■ **ASSIGNED TASK**: All lines from the one including "Target: narrow alley street" to the bottom of the entries below should be repeated exactly, both ends kept.

■ **INPUT RECORDS**:

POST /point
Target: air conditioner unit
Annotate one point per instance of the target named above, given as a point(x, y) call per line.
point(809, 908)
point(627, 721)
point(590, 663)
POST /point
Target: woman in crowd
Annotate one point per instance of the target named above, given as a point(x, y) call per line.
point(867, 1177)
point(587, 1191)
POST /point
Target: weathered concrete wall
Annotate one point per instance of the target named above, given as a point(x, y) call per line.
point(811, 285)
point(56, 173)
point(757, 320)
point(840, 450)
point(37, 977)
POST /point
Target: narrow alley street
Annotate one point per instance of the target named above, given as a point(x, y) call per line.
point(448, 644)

■ **SOLUTION FOR THIS TASK**:
Target: narrow alley street
Annotate one point per instance of the target named above, given as a point(x, y) call per line.
point(448, 644)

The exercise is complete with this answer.